_Excerpt provided_
####################
The NASS through its counsel, Mr. Charles Yoila told Justice Osatohanmwen Obaseki-Osagie that the institution is interested in an out of court settlement policy because of the nature of the matter.

The counsel pleaded with the court to grant an adjournment so as to enable parties in the matter sit on a round table for discussion on an amicable resolution.

He told the Judge that the NASS would have opted for an early resolution of the matter but for the strike embarked upon by workers of the organization, adding that at the moment, the main gate of the Assembly is under lock and key.

At Monday’s proceeding, Chief Adegboyega Awomolo, SAN, who led 33 other Senior Advocates, had sought to argue the originating summons in the suit that was filed by another senior lawyer, Sebastian Hon, SAN, in line with the practice direction of the court.

However, hearing could not proceed because of the absence of the Revenue Mobilization, Allocation and Fiscal Commission RMAFC, Attorney-General of the Federation AGF and the National Judicial Council NJC, who were not represented by legal practitioners.

Awomolo, however, conceded to the request for out of court settlement sought by the National Assembly but on ground that an early be granted.

In a short ruling, Justice Obaseki-Osagie adjourned the matter to June 22 for report of settlement by the parties in the matter.

Prominent among Senior Advocates in attendance were Chief Kanu Agabi, Mike Ozekhome, Sebastian Hon, Godwin Obla, Emeka Ngige, Hassan Liman, Tawo Tawo, Emeka Etiaba, Paul Ogbole, Chief Henry Akunebu, Audu Anuga and John Asoluka.

Chief Sebastine Hon, who instituted the case is praying the court to compel the defendants to increase the salaries and allowances of judges in the country.

In a supporting affidavit to the originating summons, Hon stated that as a legal practitioner, “who has practiced in all the levels of courts in Nigeria, I know that poor pay for judicial officers is seriously affecting the quality of judgments and rulings those officers are delivering and the discharge of other functions associated with their offices.”

He argued that the current economic reality in the country requires that the salaries and allowances of the nation’s judges be urgently improved upon.

The plaintiff noted that the highest-paid judicial officer in the country – the Chief Justice of Nigeria (CJN) – currently earns about N3.4 million per annum, far below what is earned by such an officer in other countries.

Hon, who quoted what all judicial officers currently earn as provided under Part IIB of the Schedule to the Certain Political, Public and Judicial Office Holders (Salaries and Allowances, etc.) Amendment Act 2008, said the paltry sums have discouraged him from aspiring to become a judge.
####################
_Task list_
1 – Output the passage of the judicial pay lawsuit report from "He told the" to "lock and key.", word for word.
2 – Pick up the news report on the lawsuit over judges' salaries at the point where it stops, and write how it goes on.

[Excerpts from a detection dataset]
####################
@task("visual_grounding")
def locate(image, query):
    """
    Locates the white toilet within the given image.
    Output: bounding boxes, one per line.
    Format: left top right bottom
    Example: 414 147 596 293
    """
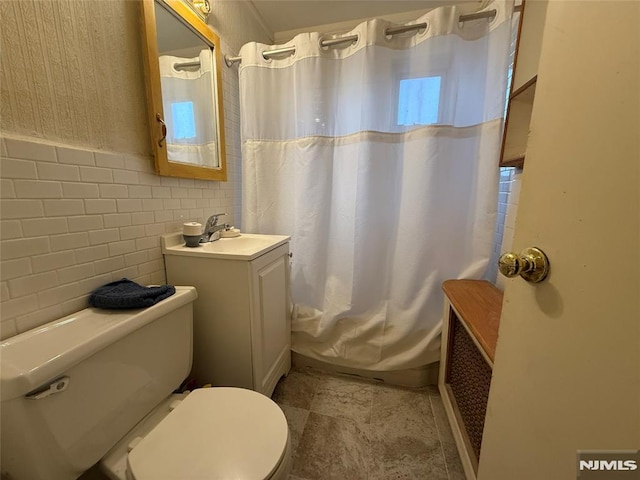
0 287 291 480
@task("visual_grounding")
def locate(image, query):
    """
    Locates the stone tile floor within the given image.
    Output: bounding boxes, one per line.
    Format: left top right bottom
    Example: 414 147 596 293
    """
272 368 465 480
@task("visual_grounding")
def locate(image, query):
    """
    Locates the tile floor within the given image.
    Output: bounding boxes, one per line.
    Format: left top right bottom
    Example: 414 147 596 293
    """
272 368 465 480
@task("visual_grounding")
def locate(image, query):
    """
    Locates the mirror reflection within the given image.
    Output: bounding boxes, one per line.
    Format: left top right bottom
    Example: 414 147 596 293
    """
155 3 220 168
142 0 227 181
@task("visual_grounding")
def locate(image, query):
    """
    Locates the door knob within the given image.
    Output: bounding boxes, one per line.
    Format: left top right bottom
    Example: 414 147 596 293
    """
498 247 549 283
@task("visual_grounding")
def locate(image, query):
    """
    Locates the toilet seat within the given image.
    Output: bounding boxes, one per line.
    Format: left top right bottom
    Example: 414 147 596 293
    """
127 387 289 480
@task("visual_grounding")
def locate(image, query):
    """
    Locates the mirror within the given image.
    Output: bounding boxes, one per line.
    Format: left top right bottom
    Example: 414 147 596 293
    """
142 0 227 181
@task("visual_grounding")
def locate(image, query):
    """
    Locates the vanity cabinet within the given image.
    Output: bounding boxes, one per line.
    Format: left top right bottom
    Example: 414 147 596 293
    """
164 242 291 396
438 280 502 479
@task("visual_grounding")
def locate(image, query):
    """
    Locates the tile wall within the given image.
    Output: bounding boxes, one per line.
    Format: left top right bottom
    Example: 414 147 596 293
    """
485 167 522 290
0 136 237 338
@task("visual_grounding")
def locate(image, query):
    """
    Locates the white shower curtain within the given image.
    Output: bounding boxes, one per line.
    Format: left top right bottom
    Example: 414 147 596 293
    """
240 2 512 370
159 49 220 168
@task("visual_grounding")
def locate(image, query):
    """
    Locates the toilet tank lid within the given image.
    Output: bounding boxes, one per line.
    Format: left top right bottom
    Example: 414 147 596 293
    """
0 287 198 401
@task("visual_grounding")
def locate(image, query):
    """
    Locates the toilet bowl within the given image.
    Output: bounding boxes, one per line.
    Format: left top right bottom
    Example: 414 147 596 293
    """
0 287 291 480
100 387 291 480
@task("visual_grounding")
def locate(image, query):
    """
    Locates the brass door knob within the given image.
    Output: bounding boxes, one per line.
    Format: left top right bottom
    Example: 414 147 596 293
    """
498 247 549 283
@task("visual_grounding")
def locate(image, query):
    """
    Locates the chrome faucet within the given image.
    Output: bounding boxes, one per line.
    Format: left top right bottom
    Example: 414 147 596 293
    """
200 213 227 243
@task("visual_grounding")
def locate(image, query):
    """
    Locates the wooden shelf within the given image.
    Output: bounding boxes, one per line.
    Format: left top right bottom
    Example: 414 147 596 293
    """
438 280 502 480
442 280 502 362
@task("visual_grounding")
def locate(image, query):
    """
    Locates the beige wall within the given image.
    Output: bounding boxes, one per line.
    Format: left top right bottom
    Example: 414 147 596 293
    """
0 0 151 154
0 0 271 338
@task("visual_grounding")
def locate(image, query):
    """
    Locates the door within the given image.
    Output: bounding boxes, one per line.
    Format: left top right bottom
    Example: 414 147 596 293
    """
478 1 640 480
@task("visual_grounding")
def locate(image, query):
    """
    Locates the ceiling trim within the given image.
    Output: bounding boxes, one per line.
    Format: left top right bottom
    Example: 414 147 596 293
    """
247 0 275 43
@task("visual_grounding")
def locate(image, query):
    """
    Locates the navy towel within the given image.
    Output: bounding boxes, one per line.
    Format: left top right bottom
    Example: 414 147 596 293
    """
89 278 176 309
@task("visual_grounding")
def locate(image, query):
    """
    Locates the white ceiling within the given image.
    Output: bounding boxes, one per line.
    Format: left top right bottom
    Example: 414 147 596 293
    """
251 0 482 37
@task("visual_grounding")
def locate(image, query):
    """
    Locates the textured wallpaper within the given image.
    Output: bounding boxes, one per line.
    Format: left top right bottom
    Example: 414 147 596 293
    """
0 0 150 154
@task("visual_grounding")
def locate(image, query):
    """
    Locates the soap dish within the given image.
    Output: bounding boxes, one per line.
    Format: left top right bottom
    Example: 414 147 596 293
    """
220 228 240 238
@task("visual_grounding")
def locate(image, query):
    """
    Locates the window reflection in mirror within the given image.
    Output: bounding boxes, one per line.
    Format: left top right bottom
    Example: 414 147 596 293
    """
143 0 226 180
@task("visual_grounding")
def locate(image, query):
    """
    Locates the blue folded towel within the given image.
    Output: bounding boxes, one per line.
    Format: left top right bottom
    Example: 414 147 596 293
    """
89 278 176 309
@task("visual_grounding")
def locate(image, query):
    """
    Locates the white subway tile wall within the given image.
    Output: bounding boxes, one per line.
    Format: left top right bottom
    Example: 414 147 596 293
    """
486 167 522 290
0 133 240 339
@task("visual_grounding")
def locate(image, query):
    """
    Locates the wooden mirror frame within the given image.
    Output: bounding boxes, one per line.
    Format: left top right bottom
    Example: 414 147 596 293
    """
141 0 227 182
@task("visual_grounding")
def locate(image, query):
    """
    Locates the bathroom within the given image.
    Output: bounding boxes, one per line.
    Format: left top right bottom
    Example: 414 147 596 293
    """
0 0 640 479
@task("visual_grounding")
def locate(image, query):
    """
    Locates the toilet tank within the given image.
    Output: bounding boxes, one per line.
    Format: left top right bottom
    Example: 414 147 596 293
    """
0 287 197 480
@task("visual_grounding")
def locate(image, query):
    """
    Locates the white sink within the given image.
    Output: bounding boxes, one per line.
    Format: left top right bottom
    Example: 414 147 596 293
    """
161 233 290 260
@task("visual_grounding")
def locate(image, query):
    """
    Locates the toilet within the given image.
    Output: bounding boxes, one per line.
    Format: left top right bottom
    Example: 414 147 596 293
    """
0 287 291 480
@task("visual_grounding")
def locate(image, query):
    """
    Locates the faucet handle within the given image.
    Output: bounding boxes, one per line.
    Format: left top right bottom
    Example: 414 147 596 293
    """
207 212 228 226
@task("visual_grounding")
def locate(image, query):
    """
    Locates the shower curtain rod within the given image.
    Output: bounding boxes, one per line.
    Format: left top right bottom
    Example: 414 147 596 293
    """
####################
_Expected responses_
1 –
He told the Judge that the NASS would have opted for an early resolution of the matter but for the strike embarked upon by workers of the organization, adding that at the moment, the main gate of the Assembly is under lock and key.

2 –
He noted that it is about 14 years now since the salaries and allowances of judges were last reviewed upward in 2008 despite the loss of value of the naira vis-à-vis other global currencies like the US dollars, the British pound sterling and the European Union (EU) euro, etc.

“As of November 2008 when the amended Act was in force, the exchange rate between the naira and the US dollar was N117.74 to USD1.

“The naira has considerably lost its value over time; but judicial officers in Nigeria have been placed on the same salary scale for up to 12 years, namely since 2008,” he said.

Sebastine Hon added that “even foreigners who have been hired from time to time to coach Nigeria’s national football teams earn higher than Nigeria’s judicial officers.”

He is praying the court for among others, a declaration that by a combined reading of the provisions of section 6(1)(b) and (d) and Parts A and B of the First Schedule to the Revenue Allocation Mobilization and Fiscal Commission Act, Cap. R7, Laws of the Federation of Nigeria, 2004, it is unconstitutional for the 2nd defendant (RMAFC) to refuse or neglect to upwardly review the salaries and allowances of the judicial officers notwithstanding the changing local and international socio-economic realities.

The plaintiff wants an order compelling the defendants to forthwith activate measures to urgently review judicial officers’ pay, raising that of the CJN to a minimum of N12m monthly, N11m for other Justices of the Supreme Court and Court of Appeal President; N10m for other Justice of the Appeal Court, the Chief Judge of the Federal High Court and President of the National Industrial Court (NIC).

Hon also wants the court to compel the defendants to raise the monthly minimum take-home of a judge of the NIC to N9m; N8m for Chief Judges of High Court of state sand the Federal Capital Territory, while the other judges are entitled to N7m.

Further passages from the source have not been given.